— Problem statement —
The expected result is every entry, retyped character for character.

— Task input —
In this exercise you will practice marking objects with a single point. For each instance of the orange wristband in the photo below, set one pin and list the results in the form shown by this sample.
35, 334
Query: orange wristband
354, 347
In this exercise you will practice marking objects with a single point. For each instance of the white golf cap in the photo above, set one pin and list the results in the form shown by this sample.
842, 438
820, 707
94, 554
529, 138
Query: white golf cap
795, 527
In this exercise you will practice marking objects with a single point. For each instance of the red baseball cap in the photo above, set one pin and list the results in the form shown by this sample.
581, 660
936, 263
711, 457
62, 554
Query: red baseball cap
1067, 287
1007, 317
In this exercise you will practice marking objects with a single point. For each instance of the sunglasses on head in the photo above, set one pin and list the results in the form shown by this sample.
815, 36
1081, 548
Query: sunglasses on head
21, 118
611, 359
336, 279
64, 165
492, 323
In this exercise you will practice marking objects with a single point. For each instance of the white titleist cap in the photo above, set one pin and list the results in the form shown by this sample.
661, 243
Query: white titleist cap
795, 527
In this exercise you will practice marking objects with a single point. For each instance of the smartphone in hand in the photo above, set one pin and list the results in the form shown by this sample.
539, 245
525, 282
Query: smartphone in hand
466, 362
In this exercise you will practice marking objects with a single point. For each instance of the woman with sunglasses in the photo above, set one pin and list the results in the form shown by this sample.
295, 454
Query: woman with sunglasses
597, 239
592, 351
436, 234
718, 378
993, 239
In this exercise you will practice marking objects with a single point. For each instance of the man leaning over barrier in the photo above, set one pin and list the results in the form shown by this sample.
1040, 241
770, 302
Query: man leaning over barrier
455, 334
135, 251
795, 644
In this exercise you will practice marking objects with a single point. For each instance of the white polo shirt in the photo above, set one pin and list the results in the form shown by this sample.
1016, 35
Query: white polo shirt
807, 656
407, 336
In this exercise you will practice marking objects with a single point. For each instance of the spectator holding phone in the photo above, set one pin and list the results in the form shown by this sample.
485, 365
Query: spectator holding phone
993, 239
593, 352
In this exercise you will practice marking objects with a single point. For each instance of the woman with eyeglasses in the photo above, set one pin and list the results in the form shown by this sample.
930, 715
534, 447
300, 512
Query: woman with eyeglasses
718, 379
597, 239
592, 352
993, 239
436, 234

— Written solution —
In this exercise you will practice marking objects with a single point. For each instance of the orange wristband in the photo below, set one pin and list the results in the form shown by this sample.
35, 334
Query: orange wristband
354, 347
In this exercise you will practice marking objects with a single point. For each instance of the white golf cap in the photo above, set one pin and list the results in the form shown by this sample.
842, 438
820, 707
94, 554
529, 138
Query: white golf cap
795, 527
In this exercise you will practice marking objects with a single point. For each instance of the red baseball cap in the photo above, set one pin and list the results in the form shown by this sample.
581, 660
936, 263
711, 457
62, 554
Query: red baseball cap
1067, 287
1007, 317
In this exercise you will practice marking objects with a single point. For each instance of the sunglasses on head in the photo above, set one pin and list the results in the form shown by this sample.
815, 36
1081, 548
Query: sunglasses on head
21, 118
611, 359
336, 279
64, 165
492, 323
In this exercise you will practice marking objects with a single point. For each instance of the white titleist cap in the photo above, set one pin and list the results in the form shown by this sample.
661, 243
Query: white titleist cap
795, 527
In this exercise you will practice marking objects with a single point. For each instance of the smartphone in hand in the photo above, set one pin and list the results in the form shown by this sample.
539, 245
525, 282
Query: smartphone in hand
466, 362
In this exercise you will practice marking objects with a single point. For each instance of the woman with sunglasses in the photo above, set one pin and list the results in the form shown by this sample.
295, 454
Query: woman with sunglasses
597, 239
592, 351
436, 234
718, 378
993, 239
In this exercise you will practice marking objects with a single point. For each instance of the man leaning over barrier in the photo above, set one pin and list the results in the form shown by this sample.
1040, 241
770, 302
Query: man leaning over barrier
455, 334
135, 251
795, 644
In this exercise you will practice marking objects with a single point. For each instance of the white polo shirt in the photo above, set one pin and list the results in the form shown by this sample.
1016, 35
Query: white polo shirt
807, 656
407, 336
In this exercise you will practice marking objects with a single point. For each instance of the spectator holding phone in the photo above, set one pin and list the results in the form shown by this sample.
485, 365
Query: spectator holding phone
993, 239
593, 352
In this exercise you will practice marking objects with a single point. For each instance of the woman with eyeglasses in the photo above, set one pin and list the results in the form shown by this sample.
930, 715
534, 447
300, 512
Query: woman with eyeglasses
718, 379
597, 239
592, 352
993, 239
436, 234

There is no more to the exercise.